Jun 27th 2012 By: Andy Khouri
A veteran comics writer/editor and animation producer, Roger Slifer
is best known for co-creating the DC Comics character Lobo with Keith Giffen. We learned this week that the 57-year-old Slifer is in critical condition after being struck by an automobile in a hit-and-run
incident. He remains in a medically-induced coma while authorities continue their investigation, which would seem to hinge on help from the public
According to KABC-TV in Los Angeles, California, Roger Slifer was struck just before 1 a.m. last Saturday, at the intersection of 5th Street and Colorado Avenue in Santa Monica. Witnesses said that a late 1990s or early 2000s white sedan struck Slifer while he was in the crosswalk, and continued north on 5th. A witness called the police and Slifer was taken to Ronald Reagan UCLA Medical Center with broken ribs, a broken collar bone, a broken shoulder and a head injury that necessitated placing the writer in a chemically-induced coma and removing a portion of his skull s as to relief pressure on his brain.
Slifer's prognosis hasn't been explicitly stated, but his sister-in-law Emma has provided some updates via Facebook, writing, "A feeding tube has been installed with an Ensure type nourishment. His intercranial pressure is within the range that they want." Additional updates are also coming from longtime comics editor Jim Salicrup on his Facebook page.

§ PROBLEM SET:
1 – According to the article about Roger Slifer, which hospital was he taken to after being struck?
2 – Resume the article about Roger Slifer's hit-and-run from the point where it stops.

§ GIVEN RECORDS:
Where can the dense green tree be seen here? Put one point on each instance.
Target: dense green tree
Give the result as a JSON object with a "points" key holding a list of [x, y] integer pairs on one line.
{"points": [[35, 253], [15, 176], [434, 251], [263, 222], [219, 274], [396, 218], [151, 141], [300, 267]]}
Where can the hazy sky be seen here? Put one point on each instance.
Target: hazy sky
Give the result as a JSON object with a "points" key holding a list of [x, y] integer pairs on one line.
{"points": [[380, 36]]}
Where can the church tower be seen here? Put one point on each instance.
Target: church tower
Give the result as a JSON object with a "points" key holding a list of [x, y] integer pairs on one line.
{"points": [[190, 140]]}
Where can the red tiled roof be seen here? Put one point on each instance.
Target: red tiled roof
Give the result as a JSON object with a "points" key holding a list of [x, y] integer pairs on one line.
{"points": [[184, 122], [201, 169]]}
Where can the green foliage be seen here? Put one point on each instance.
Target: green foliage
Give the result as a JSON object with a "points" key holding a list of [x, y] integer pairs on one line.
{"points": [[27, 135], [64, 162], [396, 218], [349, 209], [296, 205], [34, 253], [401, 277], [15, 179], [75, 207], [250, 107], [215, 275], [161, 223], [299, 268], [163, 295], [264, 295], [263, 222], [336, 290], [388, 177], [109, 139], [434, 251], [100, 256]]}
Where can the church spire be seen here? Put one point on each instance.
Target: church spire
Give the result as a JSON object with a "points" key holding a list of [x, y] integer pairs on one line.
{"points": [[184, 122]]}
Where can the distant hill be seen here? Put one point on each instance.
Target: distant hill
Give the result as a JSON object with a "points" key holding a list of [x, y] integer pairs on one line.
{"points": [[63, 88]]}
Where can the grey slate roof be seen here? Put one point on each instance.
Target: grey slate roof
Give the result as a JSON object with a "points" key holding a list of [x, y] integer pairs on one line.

§ EXPECTED RESPONSES:
1 – Ronald Reagan UCLA Medical Center

2 –
As noted by Robot 6, Roger Slifer was part of the CPL Gang, a group of fanzine creators who would go on to become major comics pros. Named after Contemporary Pictorial Literature 'zine, the gang included Roger Stern, Bob Layton, Duffy Vohland, Tony Isabella, Don Maitz, Michael Uslan, Steven Grant, and John Byrne.
Slifer wrote and edited for Marvel and DC Comics in the 1980s, but he is probably most fondly remembered by longtime readers for his work on DC's The Omega Men series
, in which he introduced with artist Keith Giffen the character who would become one of the publisher's major breakout stars of the 1990s: Lobo. Slifer found a larger audience in television animation, where he worked on Transformers
and Jem and the Holograms
Anyone with information that could help the police with their investigation into Slifer's hit-and-run are advised to contact the Santa Monica Police at (310) 458-8427. Salicrup has also set up an email hotline, of sorts, at helprogers-at-gmail-dot-com.
Our best wishes are with Slifer and his family as he recovers from this terrible ordeal.